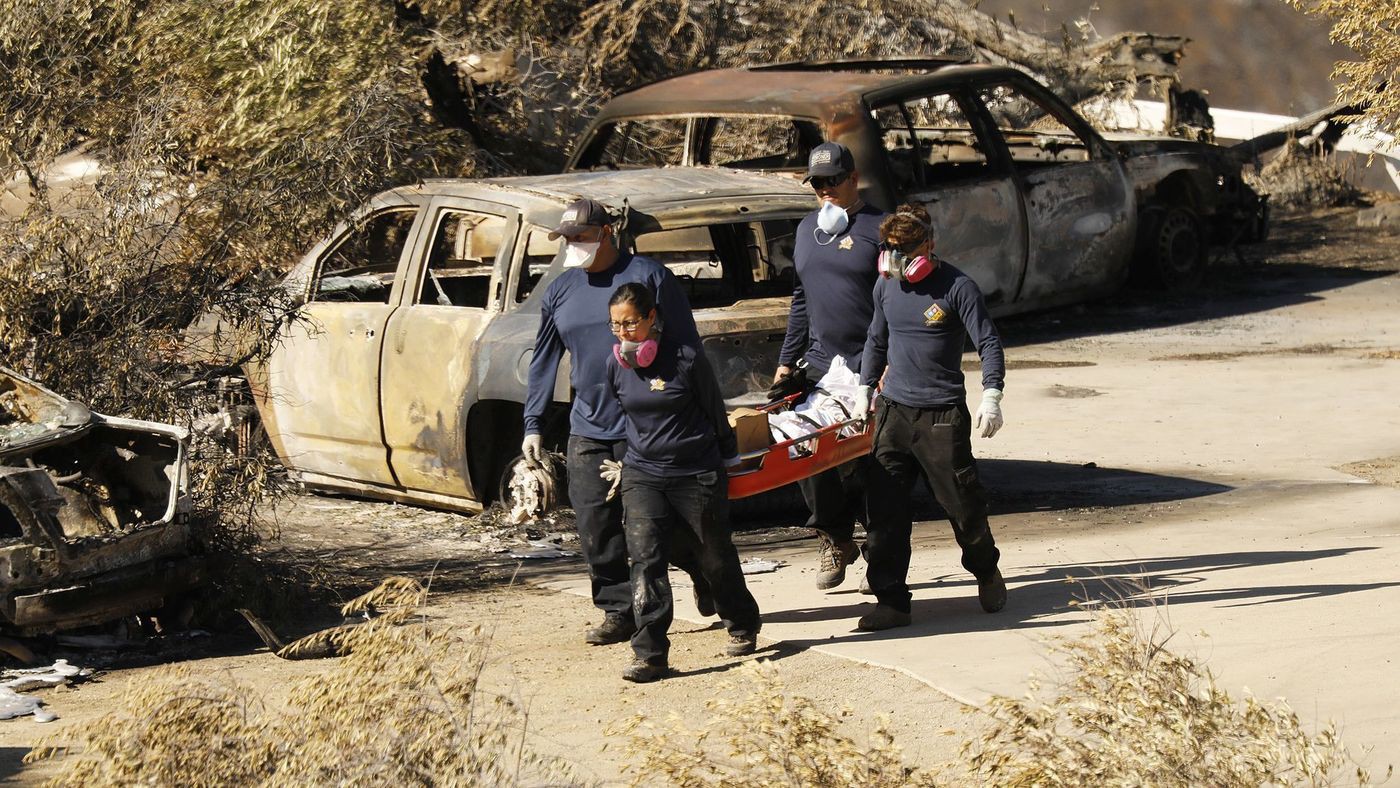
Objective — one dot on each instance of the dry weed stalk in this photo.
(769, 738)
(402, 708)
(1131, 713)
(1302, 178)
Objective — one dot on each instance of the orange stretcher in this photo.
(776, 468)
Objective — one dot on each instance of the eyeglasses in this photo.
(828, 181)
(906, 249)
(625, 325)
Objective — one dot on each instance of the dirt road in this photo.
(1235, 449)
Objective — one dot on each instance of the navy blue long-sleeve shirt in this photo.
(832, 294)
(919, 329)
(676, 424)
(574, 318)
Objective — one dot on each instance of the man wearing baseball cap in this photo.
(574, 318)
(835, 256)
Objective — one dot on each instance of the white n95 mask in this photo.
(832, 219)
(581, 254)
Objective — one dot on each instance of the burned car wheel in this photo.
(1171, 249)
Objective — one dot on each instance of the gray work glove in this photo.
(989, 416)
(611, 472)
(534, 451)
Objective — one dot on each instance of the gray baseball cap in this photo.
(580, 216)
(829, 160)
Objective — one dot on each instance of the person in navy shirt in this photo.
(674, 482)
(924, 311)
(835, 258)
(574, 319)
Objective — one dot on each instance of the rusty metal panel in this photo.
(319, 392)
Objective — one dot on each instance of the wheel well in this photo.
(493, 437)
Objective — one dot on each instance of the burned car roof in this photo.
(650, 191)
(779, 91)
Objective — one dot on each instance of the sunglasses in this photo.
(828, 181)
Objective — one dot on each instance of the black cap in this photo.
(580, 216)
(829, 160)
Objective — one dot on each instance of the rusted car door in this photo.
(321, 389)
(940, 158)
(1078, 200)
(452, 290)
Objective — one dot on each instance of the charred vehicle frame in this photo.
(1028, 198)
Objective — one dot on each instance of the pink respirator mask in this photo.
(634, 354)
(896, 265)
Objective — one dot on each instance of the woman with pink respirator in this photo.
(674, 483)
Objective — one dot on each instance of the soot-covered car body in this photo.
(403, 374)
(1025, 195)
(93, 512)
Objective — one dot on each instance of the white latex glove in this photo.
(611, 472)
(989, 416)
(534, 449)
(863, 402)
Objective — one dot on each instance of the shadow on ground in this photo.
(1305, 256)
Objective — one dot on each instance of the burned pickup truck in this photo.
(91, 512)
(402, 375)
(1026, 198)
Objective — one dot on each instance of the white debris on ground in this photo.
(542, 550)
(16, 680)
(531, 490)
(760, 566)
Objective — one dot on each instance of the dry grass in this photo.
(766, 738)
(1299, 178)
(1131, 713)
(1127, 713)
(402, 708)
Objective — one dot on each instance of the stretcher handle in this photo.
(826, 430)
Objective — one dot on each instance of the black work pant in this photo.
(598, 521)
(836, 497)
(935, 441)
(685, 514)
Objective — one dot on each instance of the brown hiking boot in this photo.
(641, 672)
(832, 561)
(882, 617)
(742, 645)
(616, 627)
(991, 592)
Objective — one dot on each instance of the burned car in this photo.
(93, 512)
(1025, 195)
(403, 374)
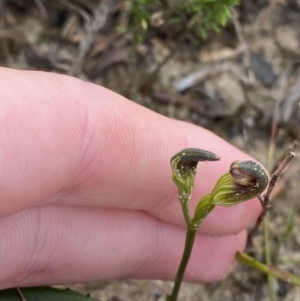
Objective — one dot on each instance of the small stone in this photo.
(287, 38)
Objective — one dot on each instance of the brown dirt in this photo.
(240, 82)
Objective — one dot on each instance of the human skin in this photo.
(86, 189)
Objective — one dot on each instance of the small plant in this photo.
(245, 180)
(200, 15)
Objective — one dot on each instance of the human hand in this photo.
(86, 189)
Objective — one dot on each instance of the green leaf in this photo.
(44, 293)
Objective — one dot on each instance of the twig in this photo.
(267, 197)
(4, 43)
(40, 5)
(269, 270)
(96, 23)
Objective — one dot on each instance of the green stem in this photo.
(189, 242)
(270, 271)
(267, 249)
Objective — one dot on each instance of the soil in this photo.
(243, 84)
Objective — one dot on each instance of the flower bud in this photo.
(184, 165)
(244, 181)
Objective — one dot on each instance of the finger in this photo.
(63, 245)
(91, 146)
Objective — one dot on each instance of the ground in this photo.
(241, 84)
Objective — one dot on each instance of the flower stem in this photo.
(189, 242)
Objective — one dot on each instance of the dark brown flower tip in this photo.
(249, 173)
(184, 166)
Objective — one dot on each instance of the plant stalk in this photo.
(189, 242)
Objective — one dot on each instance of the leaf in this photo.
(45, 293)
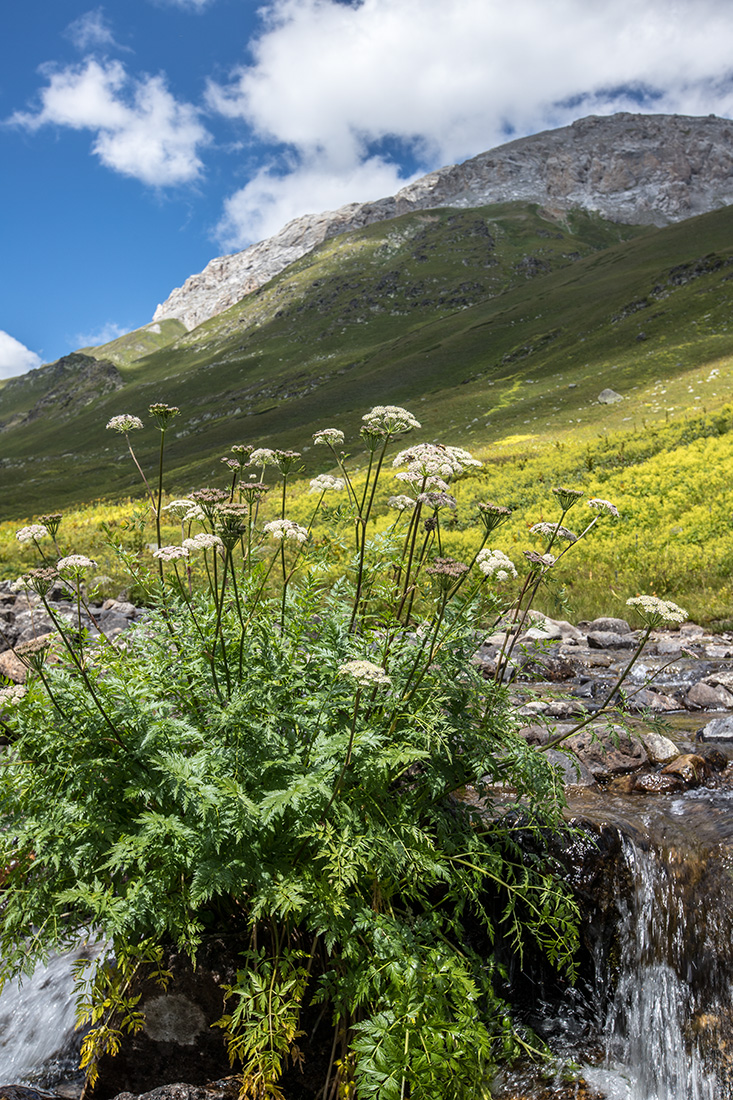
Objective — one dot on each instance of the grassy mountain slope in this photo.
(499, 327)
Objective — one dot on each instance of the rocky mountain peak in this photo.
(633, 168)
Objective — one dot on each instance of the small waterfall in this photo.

_EXERCISE INSTRUCTIONS_
Pictures in the records above should not be copied. Repeat everything else exactly.

_ANSWER TO THE EXERCISE_
Objective — one dot on each instance of the dry weed stalk in this photo.
(769, 738)
(402, 708)
(1131, 713)
(1302, 178)
Objective — one dot on each instance of the orange stretcher in this photo.
(776, 468)
Objective — one dot on each instance of the eyeglasses in this photo.
(828, 181)
(906, 249)
(625, 325)
Objective — one dot on each instance of the dirt road in this photo.
(1235, 449)
Objective — one dot on each instance of the navy blue long-sleeve shirt in this photo.
(832, 294)
(919, 329)
(676, 424)
(574, 318)
Objective — one dot on each instance of the man wearing baseball cap in this photo.
(574, 318)
(835, 256)
Objective — one dot on each instance of the white n95 mask in this photo.
(832, 219)
(581, 254)
Objective — one dot on each instance of the burned car wheel in this photo.
(1171, 249)
Objective — one dot on each instance of the gray work glove in this photo.
(989, 416)
(611, 472)
(534, 451)
Objective — one dot on each instance of the gray baseball cap in this photo.
(580, 216)
(829, 160)
Objective — one dot on each instance of the person in navy shirt in this photo.
(674, 482)
(924, 311)
(835, 258)
(574, 319)
Objective — one dot on each instance of the rusty metal panel in this photo.
(319, 392)
Objective — one dot on each instance of the wheel well in this photo.
(493, 437)
Objective — one dot on each instance of the burned car roof in this photo.
(650, 191)
(779, 91)
Objective — one dot on each instance of the sunglasses in this photo.
(828, 181)
Objective — one dot on each instance of the black cap in this photo.
(580, 216)
(829, 160)
Objective — one dot on each instance of the rusted car door in this photo.
(321, 389)
(940, 158)
(1078, 200)
(452, 290)
Objective — one dot on each instance of the charred vehicle frame in this photo.
(1028, 198)
Objective — one dot on each instance of the pink respirator mask in this photo.
(634, 354)
(896, 265)
Objective — one dot on each instance of the woman with pink respirator in this photo.
(674, 483)
Objective — one dot on each instance of the soot-covered car body in this photo.
(403, 374)
(1025, 195)
(93, 512)
Objective — one dot on each instance of the white latex glove in this photo.
(611, 472)
(989, 416)
(534, 449)
(863, 402)
Objective — one dot on each instance of the shadow on ground in this photo.
(1305, 256)
Objective — one dot on each instance of the burned pickup truck in this photo.
(91, 512)
(402, 375)
(1026, 198)
Objective — one dot on each instance of the white debris on ground in this photo.
(542, 550)
(16, 680)
(531, 490)
(760, 566)
Objective — one dot on each instance of the dry grass in this photo.
(766, 738)
(1299, 178)
(1131, 713)
(1127, 713)
(402, 708)
Objective — one dot on each instance of the stretcher handle in this photo.
(826, 430)
Objective — one dot on each instance of the black work pant in this photo.
(598, 521)
(836, 497)
(935, 441)
(685, 514)
Objective — one dot on each instance of the brown hiking boot in this photo.
(641, 672)
(832, 561)
(882, 617)
(742, 645)
(616, 627)
(991, 592)
Objective — one dot on each instance of the burned car in this photo.
(93, 512)
(1025, 195)
(403, 374)
Objective — one dot on each instance of the small stone in this photo.
(287, 38)
Objective — one dot on each instance of the brown dirt in this photo.
(240, 82)
Objective — one dot on each instance of the human skin in this photo.
(86, 189)
Objective — one dot on each instance of the small plant in this photo.
(245, 180)
(200, 15)
Objective — one dot on each instance of the human hand in this photo.
(86, 189)
Objective — one dot on each instance of the green leaf in this photo.
(44, 293)
Objective — one dot on each instance of the twig in this photo.
(267, 197)
(4, 43)
(40, 5)
(269, 270)
(96, 23)
Objective — one dot on each instance of the green stem in this photo.
(189, 242)
(270, 271)
(267, 249)
Objective — one dot on each instance of the soil in this photo.
(243, 84)
Objective — one dot on each instance of the flower bud in this photo.
(184, 165)
(244, 181)
Objective — one dot on each instance of the finger in this photo.
(63, 245)
(91, 146)
Objective — one dot on each instance of the ground in this photo.
(241, 84)
Objective — one dot on each instance of the flower stem in this photo.
(189, 242)
Objective — one dot on each instance of the dark brown flower tip in this photo.
(249, 173)
(184, 166)
Objective — one dot on each instance of the plant stalk in this photo.
(189, 242)
Objective — one dot on each instance of the leaf in this photo.
(45, 293)
Objective — one dot on each instance of the grassy mountain slope in this photo.
(499, 327)
Objective — one dot on each instance of the rocky mountain peak in this photo.
(633, 168)
Objective — one dot on each instance of the small waterfall in this photo.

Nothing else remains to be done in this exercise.